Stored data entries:

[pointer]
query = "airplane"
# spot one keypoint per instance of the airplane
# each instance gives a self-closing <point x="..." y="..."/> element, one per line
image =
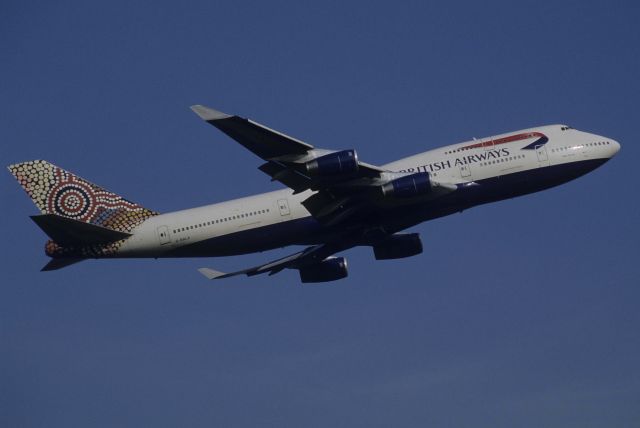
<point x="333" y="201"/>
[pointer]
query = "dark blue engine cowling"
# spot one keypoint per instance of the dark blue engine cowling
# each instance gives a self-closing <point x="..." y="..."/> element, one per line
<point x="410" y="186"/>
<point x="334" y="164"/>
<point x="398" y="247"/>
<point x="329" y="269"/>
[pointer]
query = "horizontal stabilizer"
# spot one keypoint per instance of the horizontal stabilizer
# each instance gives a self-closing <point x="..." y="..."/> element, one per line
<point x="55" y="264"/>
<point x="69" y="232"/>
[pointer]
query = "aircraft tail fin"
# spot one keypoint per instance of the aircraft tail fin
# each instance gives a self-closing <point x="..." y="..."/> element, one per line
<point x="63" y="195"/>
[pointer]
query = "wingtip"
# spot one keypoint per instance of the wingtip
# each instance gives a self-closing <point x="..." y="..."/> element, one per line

# Assignment
Return every entry exactly, dropping the pictures.

# Answer space
[pointer]
query = "airplane"
# spot one keypoint per instance of the airplane
# each instance gives a self-closing <point x="..." y="..."/> element, one per line
image =
<point x="333" y="201"/>
[pointer]
query = "dark blue engine cowling"
# spot one keypoint per instance of the dark blue engine cowling
# each instance gives a self-closing <point x="..." y="..."/> element, one per line
<point x="410" y="186"/>
<point x="334" y="164"/>
<point x="398" y="247"/>
<point x="329" y="269"/>
[pointer]
query = "horizontal stabilizer"
# spot one keypoint per instance of the horizontal stabilizer
# each instance gives a self-closing <point x="..." y="..."/> element, one per line
<point x="55" y="264"/>
<point x="69" y="232"/>
[pointer]
query = "aircraft tail fin"
# spot one keypoint per instance of the aircraft tail fin
# each instance gives a self-closing <point x="..." y="..."/> element, one per line
<point x="63" y="195"/>
[pointer]
query = "wingtip"
# spot one keypoint per instance of the wingtip
# each instance gives a self-closing <point x="..." y="..."/> element, one per line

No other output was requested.